**Work item**
Present every line of the entries below as a numbered list, skipping any blank lines.

──────── Input data

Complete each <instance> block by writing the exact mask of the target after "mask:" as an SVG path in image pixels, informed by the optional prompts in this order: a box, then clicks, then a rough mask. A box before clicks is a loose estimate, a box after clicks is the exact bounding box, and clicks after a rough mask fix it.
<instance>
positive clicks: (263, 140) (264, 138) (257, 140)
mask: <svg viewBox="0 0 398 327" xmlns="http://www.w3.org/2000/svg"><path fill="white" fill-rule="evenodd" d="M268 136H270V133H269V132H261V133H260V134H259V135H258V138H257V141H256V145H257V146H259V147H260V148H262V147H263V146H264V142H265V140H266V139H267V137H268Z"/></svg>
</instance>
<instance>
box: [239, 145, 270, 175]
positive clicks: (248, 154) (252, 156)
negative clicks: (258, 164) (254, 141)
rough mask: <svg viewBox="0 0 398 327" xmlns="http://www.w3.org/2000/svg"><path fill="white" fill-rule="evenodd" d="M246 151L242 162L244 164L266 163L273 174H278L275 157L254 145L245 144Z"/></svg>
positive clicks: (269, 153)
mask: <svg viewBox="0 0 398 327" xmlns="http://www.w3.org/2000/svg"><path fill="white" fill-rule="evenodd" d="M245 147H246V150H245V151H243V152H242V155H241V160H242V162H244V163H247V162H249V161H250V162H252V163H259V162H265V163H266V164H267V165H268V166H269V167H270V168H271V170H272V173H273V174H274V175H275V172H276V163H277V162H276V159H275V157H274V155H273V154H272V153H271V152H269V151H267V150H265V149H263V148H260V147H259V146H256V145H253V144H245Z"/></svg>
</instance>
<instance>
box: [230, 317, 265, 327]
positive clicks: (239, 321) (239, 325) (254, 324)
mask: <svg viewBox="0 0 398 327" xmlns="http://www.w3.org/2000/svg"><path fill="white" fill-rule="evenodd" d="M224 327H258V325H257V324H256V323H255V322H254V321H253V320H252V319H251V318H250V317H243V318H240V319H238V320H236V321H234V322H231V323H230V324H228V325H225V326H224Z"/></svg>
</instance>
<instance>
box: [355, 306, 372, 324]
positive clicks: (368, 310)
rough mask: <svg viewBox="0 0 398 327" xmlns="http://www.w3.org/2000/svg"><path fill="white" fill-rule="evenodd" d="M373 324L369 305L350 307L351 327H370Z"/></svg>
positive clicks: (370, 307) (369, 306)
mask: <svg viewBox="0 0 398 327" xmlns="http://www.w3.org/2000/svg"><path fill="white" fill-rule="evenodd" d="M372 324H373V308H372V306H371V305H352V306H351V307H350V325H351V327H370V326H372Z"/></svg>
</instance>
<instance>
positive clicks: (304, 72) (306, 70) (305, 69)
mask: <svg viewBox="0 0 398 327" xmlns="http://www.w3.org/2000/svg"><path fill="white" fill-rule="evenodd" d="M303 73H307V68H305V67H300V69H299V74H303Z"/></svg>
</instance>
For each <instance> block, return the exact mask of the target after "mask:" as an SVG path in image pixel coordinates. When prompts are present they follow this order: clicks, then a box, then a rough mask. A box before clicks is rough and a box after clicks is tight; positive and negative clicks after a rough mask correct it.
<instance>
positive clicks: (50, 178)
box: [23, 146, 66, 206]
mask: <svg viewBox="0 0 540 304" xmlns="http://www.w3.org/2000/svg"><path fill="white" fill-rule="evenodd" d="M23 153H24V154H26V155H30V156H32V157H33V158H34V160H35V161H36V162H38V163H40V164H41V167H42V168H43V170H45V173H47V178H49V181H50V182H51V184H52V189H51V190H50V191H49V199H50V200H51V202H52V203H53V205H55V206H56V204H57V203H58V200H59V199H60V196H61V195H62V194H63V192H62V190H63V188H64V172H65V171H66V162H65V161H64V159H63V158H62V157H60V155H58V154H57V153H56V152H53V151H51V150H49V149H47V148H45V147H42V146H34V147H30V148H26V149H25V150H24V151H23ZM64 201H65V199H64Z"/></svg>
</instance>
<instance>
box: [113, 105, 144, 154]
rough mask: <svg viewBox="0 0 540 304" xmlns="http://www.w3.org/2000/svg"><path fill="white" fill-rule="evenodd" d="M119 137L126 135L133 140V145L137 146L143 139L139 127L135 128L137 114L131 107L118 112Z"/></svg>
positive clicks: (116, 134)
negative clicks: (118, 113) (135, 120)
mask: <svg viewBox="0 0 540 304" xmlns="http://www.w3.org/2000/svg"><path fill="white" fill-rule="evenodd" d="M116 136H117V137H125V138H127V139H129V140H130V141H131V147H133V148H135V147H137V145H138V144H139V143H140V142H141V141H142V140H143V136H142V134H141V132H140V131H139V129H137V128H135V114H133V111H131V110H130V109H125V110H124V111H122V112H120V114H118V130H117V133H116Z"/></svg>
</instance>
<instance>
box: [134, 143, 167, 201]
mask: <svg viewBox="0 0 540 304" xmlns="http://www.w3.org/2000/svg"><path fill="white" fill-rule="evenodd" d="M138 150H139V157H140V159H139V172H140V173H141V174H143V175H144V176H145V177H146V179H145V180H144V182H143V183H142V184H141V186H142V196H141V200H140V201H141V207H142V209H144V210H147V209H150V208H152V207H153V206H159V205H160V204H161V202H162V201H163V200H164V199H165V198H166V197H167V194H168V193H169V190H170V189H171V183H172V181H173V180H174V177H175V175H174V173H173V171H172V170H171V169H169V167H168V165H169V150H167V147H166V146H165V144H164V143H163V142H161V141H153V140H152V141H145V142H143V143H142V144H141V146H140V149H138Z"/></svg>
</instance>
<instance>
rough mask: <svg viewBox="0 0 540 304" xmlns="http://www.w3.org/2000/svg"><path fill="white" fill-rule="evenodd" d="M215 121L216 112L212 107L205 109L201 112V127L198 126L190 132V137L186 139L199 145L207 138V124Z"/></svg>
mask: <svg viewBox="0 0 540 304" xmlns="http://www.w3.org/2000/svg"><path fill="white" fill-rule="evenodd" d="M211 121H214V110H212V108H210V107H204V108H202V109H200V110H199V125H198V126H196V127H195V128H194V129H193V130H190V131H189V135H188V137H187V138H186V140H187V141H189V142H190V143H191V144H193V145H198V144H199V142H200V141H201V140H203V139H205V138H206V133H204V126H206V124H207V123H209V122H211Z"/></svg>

────────────────

**Task response**
1. Complete each <instance> block by writing the exact mask of the target after "mask:" as an SVG path in image pixels, informed by the optional prompts in this order: a box, then clicks, then a rough mask. A box before clicks is a loose estimate, a box after clicks is the exact bounding box, and clicks after a rough mask fix it.
2. <instance>
3. positive clicks: (263, 140) (264, 138) (257, 140)
4. mask: <svg viewBox="0 0 398 327" xmlns="http://www.w3.org/2000/svg"><path fill="white" fill-rule="evenodd" d="M268 136H270V133H269V132H261V133H260V134H259V135H258V138H257V141H256V145H257V146H259V147H260V148H262V147H263V146H264V142H265V140H266V139H267V137H268Z"/></svg>
5. </instance>
6. <instance>
7. box: [239, 145, 270, 175]
8. positive clicks: (248, 154) (252, 156)
9. negative clicks: (258, 164) (254, 141)
10. rough mask: <svg viewBox="0 0 398 327" xmlns="http://www.w3.org/2000/svg"><path fill="white" fill-rule="evenodd" d="M246 151L242 162L244 164L266 163L273 174H278L275 157L254 145L245 144Z"/></svg>
11. positive clicks: (269, 153)
12. mask: <svg viewBox="0 0 398 327" xmlns="http://www.w3.org/2000/svg"><path fill="white" fill-rule="evenodd" d="M245 147H246V150H245V151H243V152H242V155H241V160H242V162H244V163H247V162H249V161H250V162H252V163H259V162H265V163H266V164H267V165H268V166H269V167H270V168H271V170H272V173H273V174H274V175H275V172H276V163H277V162H276V159H275V157H274V155H273V154H272V153H271V152H269V151H267V150H265V149H263V148H260V147H259V146H256V145H253V144H245Z"/></svg>
13. </instance>
14. <instance>
15. box: [230, 317, 265, 327]
16. positive clicks: (239, 321) (239, 325) (254, 324)
17. mask: <svg viewBox="0 0 398 327" xmlns="http://www.w3.org/2000/svg"><path fill="white" fill-rule="evenodd" d="M224 327H258V325H257V324H256V323H255V322H254V321H253V320H252V319H251V318H250V317H243V318H240V319H238V320H236V321H234V322H231V323H230V324H228V325H225V326H224Z"/></svg>
18. </instance>
19. <instance>
20. box: [355, 306, 372, 324]
21. positive clicks: (368, 310)
22. rough mask: <svg viewBox="0 0 398 327" xmlns="http://www.w3.org/2000/svg"><path fill="white" fill-rule="evenodd" d="M373 324L369 305L350 307L351 327H370Z"/></svg>
23. positive clicks: (370, 307) (369, 306)
24. mask: <svg viewBox="0 0 398 327" xmlns="http://www.w3.org/2000/svg"><path fill="white" fill-rule="evenodd" d="M372 324H373V308H372V306H371V305H352V306H351V307H350V325H351V327H370V326H372Z"/></svg>
25. </instance>
26. <instance>
27. positive clicks: (304, 72) (306, 70) (305, 69)
28. mask: <svg viewBox="0 0 398 327" xmlns="http://www.w3.org/2000/svg"><path fill="white" fill-rule="evenodd" d="M303 73H307V68H305V67H300V69H299V74H303Z"/></svg>
29. </instance>
30. For each <instance> block, return the exact mask of the target after "mask:" as an SVG path in image pixel coordinates. When prompts are present they follow this order: clicks, then a box, then a rough mask. A box before clicks is rough and a box after clicks is tight; positive and negative clicks after a rough mask correct it.
31. <instance>
32. positive clicks: (50, 178)
33. box: [23, 146, 66, 206]
34. mask: <svg viewBox="0 0 540 304" xmlns="http://www.w3.org/2000/svg"><path fill="white" fill-rule="evenodd" d="M23 153H24V154H26V155H30V156H32V157H33V158H34V160H35V161H36V162H38V163H40V164H41V167H42V168H43V170H45V173H47V178H49V181H50V182H51V184H52V189H51V190H50V191H49V199H50V200H51V202H52V203H53V205H55V206H56V204H57V203H58V200H59V199H60V196H61V195H62V194H63V192H62V190H63V188H64V172H65V171H66V162H65V161H64V159H63V158H62V157H60V155H58V154H57V153H56V152H53V151H51V150H49V149H47V148H45V147H42V146H34V147H30V148H26V149H25V150H24V151H23ZM64 201H65V199H64Z"/></svg>
35. </instance>
36. <instance>
37. box: [113, 105, 144, 154]
38. rough mask: <svg viewBox="0 0 540 304" xmlns="http://www.w3.org/2000/svg"><path fill="white" fill-rule="evenodd" d="M119 137L126 135L133 140V145L137 146L143 139L139 127L135 128L137 114L131 107L118 112Z"/></svg>
39. positive clicks: (116, 134)
40. negative clicks: (118, 113) (135, 120)
41. mask: <svg viewBox="0 0 540 304" xmlns="http://www.w3.org/2000/svg"><path fill="white" fill-rule="evenodd" d="M116 136H117V137H125V138H127V139H129V140H130V141H131V147H133V148H135V147H137V145H138V144H139V143H140V142H141V141H142V140H143V136H142V134H141V132H140V131H139V129H137V128H135V114H133V111H131V110H130V109H125V110H124V111H122V112H120V114H118V130H117V133H116Z"/></svg>
42. </instance>
43. <instance>
44. box: [134, 143, 167, 201]
45. mask: <svg viewBox="0 0 540 304" xmlns="http://www.w3.org/2000/svg"><path fill="white" fill-rule="evenodd" d="M138 150H139V157H140V159H139V172H140V173H141V174H143V175H144V176H145V177H146V179H145V180H144V182H143V183H142V184H141V186H142V196H141V200H140V201H141V207H142V209H144V210H147V209H150V208H152V207H153V206H159V205H160V204H161V202H162V201H163V200H164V199H165V198H166V197H167V194H168V193H169V190H170V189H171V183H172V181H173V180H174V177H175V175H174V173H173V171H172V170H171V169H169V167H168V165H169V150H167V147H166V146H165V144H164V143H163V142H161V141H153V140H152V141H145V142H143V143H142V144H141V146H140V149H138Z"/></svg>
46. </instance>
47. <instance>
48. rough mask: <svg viewBox="0 0 540 304" xmlns="http://www.w3.org/2000/svg"><path fill="white" fill-rule="evenodd" d="M215 121L216 112L212 107L205 109L201 112V127L198 126L190 132V137L186 139L199 145L207 138V124Z"/></svg>
49. mask: <svg viewBox="0 0 540 304" xmlns="http://www.w3.org/2000/svg"><path fill="white" fill-rule="evenodd" d="M211 121H214V110H212V108H210V107H204V108H202V109H200V110H199V125H198V126H196V127H195V128H194V129H193V130H190V131H189V135H188V137H187V138H186V140H187V141H189V142H190V143H191V144H193V145H198V144H199V142H200V141H201V140H203V139H205V138H206V133H204V126H206V124H207V123H209V122H211Z"/></svg>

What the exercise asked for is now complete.